### Testo da leggere

########################################

Visto al Fabbricone di Prato
La confessione di Jan Fabre
Il nuovo spettacolo del divo dell'ultima avanguardia, Jan Fabre, è uno straziante monologo autobiografico interpretato magistralmente da Lino Musella. Le confessioni di un artista drammaticamente in cerca di libertà
Con il suo nuovo spettacolo The Night Writer («Giornale notturno», visto alla Sala 2 del Fabbricone di Prato) il regista belga Jan Fabre – questo mitico, poliedrico personaggio teatrale e artistico, tra i più vitali del nostro tempo – ha saputo mettersi a nudo, raccontando la sua contradittoria, provocatoria e visionaria esistenza, attraverso un lacerante monologo interpretato magistralmente da Lino Musella.
La scena è essenziale, quanto piena di fascino. Ci troviamo in semioscurità, con una distesa di candido sale marino che ricopre tutto il palcoscenico. Scorgiamo, conficcate a terra, 4 simboliche piccole pietre e al centro della scena una piccola scrivania col piano in vetro, e il protagonista che, ininterrottamente per tutta la performance, fuma, sgranocchia uva e noci e si versa da bere. Sopra al tavolo pende una piccola iconica lampadina ardente, dal sapore rinascimentale che tanto ci ricorda l’uovo sopra alla Madonna della celebre Pala di Montefeltro di Piero della Francesca esposta in Brera. E infatti il monologo inizia così: «La bellezza, quando crea confusione ed è sovversiva, annuncia sempre un messaggio di riconciliazione. Ogni vera bellezza è scomoda». Per poi proseguire con il protagonista che a sorpresa canta Amarsi è una fatica, una canzone di Gianna Nannini, coinvolgendoci a cantarla in coro assieme a lui.

########################################

(Dati di annotazione sulla posizione degli oggetti)

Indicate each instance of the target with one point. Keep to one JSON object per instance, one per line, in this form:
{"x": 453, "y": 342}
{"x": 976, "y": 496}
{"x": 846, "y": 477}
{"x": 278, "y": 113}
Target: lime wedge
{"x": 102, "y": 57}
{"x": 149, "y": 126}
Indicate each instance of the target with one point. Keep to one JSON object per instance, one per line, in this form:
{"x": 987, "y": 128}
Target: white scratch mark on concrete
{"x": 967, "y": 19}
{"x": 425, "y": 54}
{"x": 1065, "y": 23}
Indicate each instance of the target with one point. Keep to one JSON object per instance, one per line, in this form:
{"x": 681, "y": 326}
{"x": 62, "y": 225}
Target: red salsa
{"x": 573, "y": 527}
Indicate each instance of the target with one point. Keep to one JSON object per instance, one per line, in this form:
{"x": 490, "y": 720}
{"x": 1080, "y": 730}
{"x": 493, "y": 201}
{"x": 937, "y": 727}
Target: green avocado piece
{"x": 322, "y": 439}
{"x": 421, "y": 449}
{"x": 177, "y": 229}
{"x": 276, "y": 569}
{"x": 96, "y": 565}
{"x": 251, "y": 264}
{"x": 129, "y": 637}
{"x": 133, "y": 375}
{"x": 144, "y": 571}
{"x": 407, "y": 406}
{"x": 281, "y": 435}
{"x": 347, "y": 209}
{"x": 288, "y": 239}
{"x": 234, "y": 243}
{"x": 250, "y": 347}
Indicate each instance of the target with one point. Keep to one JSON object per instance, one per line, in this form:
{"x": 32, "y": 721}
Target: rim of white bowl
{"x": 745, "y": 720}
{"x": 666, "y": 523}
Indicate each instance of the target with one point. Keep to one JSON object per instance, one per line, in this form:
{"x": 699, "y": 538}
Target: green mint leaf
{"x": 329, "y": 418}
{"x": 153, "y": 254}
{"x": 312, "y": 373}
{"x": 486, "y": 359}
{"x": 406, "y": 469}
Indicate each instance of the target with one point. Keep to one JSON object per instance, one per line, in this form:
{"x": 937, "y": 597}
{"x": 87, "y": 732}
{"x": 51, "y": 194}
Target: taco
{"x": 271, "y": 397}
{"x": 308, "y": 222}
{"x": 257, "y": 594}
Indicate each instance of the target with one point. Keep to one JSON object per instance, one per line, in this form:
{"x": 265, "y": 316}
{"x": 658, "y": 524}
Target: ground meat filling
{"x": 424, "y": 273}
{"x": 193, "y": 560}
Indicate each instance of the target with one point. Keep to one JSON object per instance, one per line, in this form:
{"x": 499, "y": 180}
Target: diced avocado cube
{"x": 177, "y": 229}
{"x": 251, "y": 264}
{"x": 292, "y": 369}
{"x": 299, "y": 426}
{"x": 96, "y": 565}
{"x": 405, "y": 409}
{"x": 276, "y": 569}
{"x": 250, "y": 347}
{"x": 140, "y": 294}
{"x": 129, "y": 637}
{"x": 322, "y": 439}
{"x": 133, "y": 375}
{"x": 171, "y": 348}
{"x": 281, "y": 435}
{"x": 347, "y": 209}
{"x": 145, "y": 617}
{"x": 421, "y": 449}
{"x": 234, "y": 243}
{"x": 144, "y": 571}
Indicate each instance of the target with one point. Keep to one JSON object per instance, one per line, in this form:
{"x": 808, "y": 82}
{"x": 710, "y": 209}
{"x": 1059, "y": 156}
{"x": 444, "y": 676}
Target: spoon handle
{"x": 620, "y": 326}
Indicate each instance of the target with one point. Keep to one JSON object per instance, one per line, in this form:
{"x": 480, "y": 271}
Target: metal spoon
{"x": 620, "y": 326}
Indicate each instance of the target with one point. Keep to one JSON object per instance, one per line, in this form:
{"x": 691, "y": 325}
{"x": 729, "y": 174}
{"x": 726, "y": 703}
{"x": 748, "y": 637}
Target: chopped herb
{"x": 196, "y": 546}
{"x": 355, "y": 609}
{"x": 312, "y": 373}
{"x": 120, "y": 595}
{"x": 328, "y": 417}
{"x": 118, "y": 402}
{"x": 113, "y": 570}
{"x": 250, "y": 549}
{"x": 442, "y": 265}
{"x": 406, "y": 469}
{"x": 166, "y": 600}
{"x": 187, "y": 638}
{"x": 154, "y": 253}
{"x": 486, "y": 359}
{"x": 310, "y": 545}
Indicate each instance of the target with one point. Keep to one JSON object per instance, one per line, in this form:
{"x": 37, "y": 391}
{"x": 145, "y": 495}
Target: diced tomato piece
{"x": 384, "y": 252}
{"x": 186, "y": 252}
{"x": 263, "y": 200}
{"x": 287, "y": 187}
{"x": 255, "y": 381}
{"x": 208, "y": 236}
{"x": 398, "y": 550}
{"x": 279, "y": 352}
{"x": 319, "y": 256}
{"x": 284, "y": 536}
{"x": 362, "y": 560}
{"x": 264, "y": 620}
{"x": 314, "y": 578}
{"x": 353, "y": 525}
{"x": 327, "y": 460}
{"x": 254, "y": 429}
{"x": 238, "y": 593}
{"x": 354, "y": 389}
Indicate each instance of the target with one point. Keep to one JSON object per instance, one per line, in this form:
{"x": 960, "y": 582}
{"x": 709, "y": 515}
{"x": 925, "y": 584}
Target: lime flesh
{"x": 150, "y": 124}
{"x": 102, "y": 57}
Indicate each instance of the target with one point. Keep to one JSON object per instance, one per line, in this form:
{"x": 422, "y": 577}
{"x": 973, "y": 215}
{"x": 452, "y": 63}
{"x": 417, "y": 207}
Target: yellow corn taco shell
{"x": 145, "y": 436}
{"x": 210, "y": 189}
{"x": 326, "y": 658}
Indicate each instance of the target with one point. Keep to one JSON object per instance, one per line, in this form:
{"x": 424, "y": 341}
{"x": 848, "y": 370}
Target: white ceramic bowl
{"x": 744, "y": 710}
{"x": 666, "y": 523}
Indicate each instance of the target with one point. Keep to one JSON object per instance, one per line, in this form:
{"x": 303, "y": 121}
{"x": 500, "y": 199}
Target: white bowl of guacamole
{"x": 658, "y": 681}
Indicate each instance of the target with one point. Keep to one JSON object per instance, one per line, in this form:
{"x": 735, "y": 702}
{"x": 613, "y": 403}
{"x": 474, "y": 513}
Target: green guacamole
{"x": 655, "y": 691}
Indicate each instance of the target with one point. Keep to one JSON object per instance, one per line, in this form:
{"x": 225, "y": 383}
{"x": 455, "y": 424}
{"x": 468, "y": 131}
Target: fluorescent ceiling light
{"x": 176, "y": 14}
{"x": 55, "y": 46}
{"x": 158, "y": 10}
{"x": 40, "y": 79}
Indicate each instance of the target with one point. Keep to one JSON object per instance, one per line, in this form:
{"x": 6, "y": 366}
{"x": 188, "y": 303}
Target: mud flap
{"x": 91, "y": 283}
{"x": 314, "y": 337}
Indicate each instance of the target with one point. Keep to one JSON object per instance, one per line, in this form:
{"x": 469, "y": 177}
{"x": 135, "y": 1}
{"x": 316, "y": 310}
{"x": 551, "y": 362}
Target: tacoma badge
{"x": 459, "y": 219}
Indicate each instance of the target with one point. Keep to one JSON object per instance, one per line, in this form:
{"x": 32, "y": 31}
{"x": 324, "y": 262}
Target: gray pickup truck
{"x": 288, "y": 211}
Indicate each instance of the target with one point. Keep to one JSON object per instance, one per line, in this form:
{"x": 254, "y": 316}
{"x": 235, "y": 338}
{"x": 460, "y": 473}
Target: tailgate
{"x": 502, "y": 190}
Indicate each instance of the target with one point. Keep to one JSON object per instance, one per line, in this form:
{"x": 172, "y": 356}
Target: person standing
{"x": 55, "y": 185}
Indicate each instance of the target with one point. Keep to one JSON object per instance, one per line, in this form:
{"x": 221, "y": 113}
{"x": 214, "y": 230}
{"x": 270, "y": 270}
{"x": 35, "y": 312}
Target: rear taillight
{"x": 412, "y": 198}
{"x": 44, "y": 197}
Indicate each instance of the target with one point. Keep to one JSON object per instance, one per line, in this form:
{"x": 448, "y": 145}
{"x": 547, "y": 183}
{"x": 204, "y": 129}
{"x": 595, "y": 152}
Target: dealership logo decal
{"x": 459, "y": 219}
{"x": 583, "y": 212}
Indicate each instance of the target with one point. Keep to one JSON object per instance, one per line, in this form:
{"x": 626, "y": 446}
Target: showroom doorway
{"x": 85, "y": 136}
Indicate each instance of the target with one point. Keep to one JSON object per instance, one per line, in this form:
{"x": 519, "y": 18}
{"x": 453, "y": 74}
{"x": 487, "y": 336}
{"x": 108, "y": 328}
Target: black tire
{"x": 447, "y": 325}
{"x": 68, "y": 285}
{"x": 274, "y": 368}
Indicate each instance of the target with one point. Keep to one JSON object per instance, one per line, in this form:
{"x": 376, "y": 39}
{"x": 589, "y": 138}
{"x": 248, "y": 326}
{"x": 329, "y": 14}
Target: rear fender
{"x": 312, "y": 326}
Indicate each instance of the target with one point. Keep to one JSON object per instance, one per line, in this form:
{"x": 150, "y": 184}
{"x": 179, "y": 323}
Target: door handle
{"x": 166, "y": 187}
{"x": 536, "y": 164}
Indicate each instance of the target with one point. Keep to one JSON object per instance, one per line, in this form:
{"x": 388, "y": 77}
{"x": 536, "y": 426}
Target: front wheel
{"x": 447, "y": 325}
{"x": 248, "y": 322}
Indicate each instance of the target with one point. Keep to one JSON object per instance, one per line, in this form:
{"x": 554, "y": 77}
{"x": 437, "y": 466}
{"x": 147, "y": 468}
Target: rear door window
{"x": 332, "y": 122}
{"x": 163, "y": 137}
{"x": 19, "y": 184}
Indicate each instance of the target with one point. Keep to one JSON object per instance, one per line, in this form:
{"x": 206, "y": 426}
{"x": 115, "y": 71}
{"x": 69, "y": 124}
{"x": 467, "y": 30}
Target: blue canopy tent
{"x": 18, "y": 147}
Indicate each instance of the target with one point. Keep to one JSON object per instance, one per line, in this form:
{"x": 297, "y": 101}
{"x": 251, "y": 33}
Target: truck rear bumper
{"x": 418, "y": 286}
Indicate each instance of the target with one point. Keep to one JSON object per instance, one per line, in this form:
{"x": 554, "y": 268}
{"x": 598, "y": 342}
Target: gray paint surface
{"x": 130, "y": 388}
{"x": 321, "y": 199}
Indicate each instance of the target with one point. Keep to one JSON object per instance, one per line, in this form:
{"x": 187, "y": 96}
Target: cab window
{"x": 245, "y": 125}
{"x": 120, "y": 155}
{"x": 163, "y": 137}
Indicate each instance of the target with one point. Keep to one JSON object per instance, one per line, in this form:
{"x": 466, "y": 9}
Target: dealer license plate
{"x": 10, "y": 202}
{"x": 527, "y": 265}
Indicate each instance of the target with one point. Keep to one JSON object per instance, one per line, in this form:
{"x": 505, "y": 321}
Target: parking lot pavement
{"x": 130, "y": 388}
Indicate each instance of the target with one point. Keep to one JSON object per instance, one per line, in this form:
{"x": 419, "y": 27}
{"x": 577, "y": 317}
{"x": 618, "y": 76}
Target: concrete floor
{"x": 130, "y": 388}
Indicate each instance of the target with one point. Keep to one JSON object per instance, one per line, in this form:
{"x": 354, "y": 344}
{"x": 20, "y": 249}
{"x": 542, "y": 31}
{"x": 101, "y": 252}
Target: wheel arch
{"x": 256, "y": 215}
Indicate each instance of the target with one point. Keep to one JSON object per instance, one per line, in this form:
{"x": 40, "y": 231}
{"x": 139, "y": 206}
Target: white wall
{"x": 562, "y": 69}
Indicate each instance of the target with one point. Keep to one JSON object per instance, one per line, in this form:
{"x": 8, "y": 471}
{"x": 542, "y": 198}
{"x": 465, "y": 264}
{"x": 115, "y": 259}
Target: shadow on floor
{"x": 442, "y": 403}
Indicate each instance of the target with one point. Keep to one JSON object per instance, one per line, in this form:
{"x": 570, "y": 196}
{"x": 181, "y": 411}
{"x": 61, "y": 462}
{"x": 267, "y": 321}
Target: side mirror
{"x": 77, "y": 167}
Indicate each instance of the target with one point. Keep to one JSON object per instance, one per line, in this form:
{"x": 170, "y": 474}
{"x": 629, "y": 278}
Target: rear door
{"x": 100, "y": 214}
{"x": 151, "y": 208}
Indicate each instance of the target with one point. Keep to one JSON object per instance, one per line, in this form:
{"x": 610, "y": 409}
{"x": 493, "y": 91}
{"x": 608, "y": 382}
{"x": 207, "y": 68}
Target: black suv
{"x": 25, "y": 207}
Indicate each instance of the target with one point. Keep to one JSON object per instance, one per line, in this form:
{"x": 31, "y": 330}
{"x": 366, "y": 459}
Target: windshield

########################################

### Cosa farai
a: Riproduci senza modifiche il passo della recensione che parte da "Visto al Fabbricone" e finisce con "monologo interpretato magistralmente da Lino Musella.".
b: Seleziona e trascrivi ogni riga dell'elenco che contiene la parola "piece", rispettando la distinzione tra maiuscole e minuscole.

### Soluzioni degli esercizi
a:
Visto al Fabbricone di Prato
La confessione di Jan Fabre
Il nuovo spettacolo del divo dell'ultima avanguardia, Jan Fabre, è uno straziante monologo autobiografico interpretato magistralmente da Lino Musella. Le confessioni di un artista drammaticamente in cerca di libertà
Con il suo nuovo spettacolo The Night Writer («Giornale notturno», visto alla Sala 2 del Fabbricone di Prato) il regista belga Jan Fabre – questo mitico, poliedrico personaggio teatrale e artistico, tra i più vitali del nostro tempo – ha saputo mettersi a nudo, raccontando la sua contradittoria, provocatoria e visionaria esistenza, attraverso un lacerante monologo interpretato magistralmente da Lino Musella.

b:
Target: green avocado piece
Target: diced tomato piece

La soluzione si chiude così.